> [DATA SUPPLIED]
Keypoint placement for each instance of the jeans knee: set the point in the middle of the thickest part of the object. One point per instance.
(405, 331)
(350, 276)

...

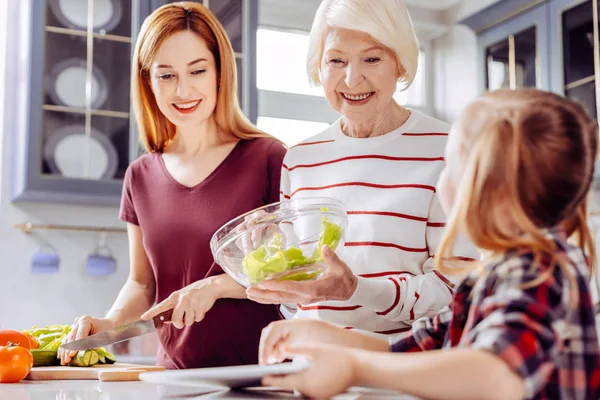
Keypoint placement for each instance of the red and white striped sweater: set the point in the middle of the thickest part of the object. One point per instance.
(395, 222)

> [TASK] Collect every line of the material above that contains the string "part" and copy each such line in full. Matching is case-sensitive.

> [RESULT OF THE EXERCISE]
Keypoint placement for each instance of the jeans knee: set the point in the middle of the thickest part of the object. One point per instance.
Keypoint placement for each instance of the red and white striped sweater: set the point in the middle of the thickest part of the object. One point per instance.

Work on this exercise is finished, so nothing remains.